**Set problem**
Substitute "mark" for every "identify" in the data below, and give back all the lines with nothing else changed.

(Dataset records about object locations)
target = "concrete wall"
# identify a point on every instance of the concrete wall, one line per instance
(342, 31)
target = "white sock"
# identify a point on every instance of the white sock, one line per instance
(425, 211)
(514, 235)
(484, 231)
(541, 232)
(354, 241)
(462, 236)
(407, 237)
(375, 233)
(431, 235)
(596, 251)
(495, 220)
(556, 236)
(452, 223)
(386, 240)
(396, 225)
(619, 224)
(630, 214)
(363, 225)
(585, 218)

**Answer to this exercise**
target = "concrete wall"
# mark a point on every instance of the concrete wall, one line per instance
(342, 31)
target = "white sock"
# mark a point on every instance of the white sock, one line per instance
(425, 211)
(514, 235)
(484, 231)
(541, 232)
(354, 241)
(462, 236)
(407, 237)
(375, 233)
(431, 235)
(596, 251)
(495, 220)
(556, 236)
(452, 223)
(386, 240)
(396, 225)
(619, 224)
(630, 214)
(363, 225)
(585, 218)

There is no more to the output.